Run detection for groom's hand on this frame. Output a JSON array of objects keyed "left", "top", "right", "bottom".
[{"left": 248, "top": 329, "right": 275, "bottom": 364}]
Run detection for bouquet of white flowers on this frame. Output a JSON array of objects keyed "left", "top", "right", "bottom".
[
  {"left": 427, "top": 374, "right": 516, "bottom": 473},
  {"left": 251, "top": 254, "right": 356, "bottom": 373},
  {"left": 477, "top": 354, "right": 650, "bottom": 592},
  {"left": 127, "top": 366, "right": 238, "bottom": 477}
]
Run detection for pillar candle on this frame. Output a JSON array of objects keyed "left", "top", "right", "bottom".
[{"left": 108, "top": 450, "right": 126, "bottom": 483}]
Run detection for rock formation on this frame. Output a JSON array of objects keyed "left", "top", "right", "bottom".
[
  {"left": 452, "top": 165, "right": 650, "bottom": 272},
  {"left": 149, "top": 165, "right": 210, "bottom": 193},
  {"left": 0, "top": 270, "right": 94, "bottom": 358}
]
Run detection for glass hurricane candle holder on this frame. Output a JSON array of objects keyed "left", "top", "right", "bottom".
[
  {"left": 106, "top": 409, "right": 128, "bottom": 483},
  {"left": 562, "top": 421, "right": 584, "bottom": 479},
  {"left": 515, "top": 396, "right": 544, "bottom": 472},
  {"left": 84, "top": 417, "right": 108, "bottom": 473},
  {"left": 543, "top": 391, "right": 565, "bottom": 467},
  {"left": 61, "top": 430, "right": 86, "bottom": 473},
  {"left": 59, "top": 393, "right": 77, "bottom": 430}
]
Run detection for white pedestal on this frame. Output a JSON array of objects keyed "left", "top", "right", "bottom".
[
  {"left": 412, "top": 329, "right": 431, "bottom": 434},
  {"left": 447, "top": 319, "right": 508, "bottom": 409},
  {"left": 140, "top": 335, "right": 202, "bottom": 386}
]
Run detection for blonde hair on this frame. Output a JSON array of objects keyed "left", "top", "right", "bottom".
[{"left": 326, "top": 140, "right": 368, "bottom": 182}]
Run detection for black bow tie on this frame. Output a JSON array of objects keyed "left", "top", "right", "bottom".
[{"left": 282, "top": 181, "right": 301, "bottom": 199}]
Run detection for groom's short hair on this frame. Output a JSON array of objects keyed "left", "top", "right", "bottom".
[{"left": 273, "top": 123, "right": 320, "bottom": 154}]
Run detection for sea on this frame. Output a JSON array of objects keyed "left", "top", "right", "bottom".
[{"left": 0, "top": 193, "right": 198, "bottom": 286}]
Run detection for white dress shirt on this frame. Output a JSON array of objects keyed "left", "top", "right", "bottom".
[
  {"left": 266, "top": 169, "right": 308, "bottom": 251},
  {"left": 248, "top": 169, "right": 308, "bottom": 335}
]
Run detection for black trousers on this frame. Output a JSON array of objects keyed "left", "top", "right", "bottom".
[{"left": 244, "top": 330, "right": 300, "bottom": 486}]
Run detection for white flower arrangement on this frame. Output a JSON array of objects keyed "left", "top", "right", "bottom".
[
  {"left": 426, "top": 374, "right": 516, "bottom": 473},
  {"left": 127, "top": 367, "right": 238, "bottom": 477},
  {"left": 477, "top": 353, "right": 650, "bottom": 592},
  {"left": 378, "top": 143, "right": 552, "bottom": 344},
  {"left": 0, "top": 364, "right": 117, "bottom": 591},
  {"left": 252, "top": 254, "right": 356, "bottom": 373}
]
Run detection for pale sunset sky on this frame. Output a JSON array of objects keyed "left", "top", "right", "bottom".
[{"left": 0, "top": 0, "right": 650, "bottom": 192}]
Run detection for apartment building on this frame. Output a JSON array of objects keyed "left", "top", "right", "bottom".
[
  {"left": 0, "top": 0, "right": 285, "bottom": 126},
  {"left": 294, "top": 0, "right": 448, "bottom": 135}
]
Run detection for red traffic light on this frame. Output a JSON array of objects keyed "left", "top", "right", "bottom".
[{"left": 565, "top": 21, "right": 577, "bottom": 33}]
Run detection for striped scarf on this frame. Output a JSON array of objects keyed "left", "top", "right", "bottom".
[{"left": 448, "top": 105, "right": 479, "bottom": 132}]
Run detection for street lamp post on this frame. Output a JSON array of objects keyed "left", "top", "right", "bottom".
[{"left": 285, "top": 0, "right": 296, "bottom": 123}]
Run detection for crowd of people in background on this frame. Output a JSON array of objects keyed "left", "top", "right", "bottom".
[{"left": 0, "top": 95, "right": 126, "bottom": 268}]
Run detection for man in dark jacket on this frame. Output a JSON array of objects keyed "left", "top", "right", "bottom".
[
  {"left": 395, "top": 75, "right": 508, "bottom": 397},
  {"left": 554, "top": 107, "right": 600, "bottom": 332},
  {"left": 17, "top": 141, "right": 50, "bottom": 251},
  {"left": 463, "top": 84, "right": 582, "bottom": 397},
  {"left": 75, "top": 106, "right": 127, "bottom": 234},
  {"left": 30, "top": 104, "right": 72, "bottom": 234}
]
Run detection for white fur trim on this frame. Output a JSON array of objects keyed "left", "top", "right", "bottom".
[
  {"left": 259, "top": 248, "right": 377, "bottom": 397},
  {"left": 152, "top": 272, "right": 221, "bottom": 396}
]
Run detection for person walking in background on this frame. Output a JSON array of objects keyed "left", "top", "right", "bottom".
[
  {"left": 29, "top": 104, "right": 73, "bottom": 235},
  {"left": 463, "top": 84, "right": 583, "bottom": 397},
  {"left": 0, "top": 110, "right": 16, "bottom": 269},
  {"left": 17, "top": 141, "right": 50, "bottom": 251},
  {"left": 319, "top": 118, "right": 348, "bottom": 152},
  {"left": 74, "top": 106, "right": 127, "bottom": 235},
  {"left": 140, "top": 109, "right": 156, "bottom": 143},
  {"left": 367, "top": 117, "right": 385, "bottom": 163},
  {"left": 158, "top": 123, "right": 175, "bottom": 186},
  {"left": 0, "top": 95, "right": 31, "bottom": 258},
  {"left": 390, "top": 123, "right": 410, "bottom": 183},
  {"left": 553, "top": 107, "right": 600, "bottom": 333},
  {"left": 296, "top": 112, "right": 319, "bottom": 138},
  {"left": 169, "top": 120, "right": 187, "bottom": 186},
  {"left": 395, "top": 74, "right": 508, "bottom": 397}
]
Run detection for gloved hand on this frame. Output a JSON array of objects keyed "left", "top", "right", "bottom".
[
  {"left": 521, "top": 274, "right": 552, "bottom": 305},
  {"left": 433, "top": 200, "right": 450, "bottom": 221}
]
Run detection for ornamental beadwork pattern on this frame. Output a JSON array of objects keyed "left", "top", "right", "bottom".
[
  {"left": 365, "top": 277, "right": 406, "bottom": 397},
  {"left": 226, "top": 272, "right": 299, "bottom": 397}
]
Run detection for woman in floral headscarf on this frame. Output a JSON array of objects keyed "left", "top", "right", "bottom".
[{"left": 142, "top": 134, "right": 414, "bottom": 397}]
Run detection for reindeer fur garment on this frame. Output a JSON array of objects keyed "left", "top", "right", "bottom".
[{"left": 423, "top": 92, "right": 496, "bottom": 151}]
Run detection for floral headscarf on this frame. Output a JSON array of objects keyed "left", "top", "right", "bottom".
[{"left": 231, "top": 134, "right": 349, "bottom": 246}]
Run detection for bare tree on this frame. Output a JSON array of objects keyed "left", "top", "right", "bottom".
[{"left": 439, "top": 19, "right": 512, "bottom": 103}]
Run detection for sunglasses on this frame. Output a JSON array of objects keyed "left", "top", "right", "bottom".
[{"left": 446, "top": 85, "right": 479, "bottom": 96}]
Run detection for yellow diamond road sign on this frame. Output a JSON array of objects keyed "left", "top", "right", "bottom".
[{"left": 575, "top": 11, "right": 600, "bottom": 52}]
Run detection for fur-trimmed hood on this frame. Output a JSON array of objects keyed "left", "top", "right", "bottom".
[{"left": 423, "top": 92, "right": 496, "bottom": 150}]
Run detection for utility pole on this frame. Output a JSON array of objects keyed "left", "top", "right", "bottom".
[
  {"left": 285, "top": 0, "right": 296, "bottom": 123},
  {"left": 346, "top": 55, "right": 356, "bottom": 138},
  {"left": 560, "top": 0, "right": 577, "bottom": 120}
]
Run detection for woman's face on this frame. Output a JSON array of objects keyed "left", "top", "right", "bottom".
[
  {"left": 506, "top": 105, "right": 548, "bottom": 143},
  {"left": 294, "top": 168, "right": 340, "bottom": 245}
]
====
What you have to do
Count the lines in the rows above that contain the string "hair". Reply with that number alone.

Result of the task
2